>> start

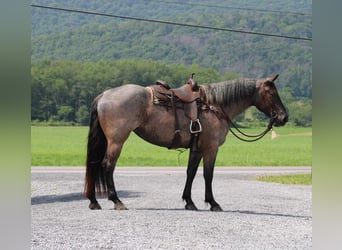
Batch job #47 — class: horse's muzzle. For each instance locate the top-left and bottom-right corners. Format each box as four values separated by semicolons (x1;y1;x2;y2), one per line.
274;112;289;127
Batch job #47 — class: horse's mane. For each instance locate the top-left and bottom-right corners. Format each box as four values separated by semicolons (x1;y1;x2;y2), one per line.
204;79;256;105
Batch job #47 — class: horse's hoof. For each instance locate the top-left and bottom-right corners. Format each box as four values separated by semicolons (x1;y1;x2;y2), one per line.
114;202;128;210
185;203;198;211
89;202;102;210
210;205;223;212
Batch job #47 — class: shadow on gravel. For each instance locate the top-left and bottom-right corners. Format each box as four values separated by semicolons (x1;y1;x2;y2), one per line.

>> end

TASK PROMPT = Could you swap every "Batch job #47" for "Batch job #52" throughout the items above and write them out again with nothing else changed, leaving out the pictures?

FULL RESPONSE =
Batch job #52 — class: horse's muzzle. For each instance locate the top-left and bottom-right corners. Format each box as four values separated by semicolons (x1;y1;x2;y2), one per line.
274;112;289;127
Batch job #52 — class: horse's mane. For each instance locate the top-left and bottom-right corners. Format each box as four values separated by semicolons (x1;y1;x2;y2), one per line.
204;79;256;105
Batch job #52 — class: horse's hoof. For each instance locate the top-left and bottom-right corners. Format each box as four values separated by semicolons (x1;y1;x2;y2), one per line.
114;202;128;210
185;203;198;211
89;202;102;210
210;205;223;212
Batch job #52 — class: shadow on gravel. For each instance locate the top-left and bottom-right corners. Format each box as four values separated by semicolons (x1;y1;x2;y2), one per line.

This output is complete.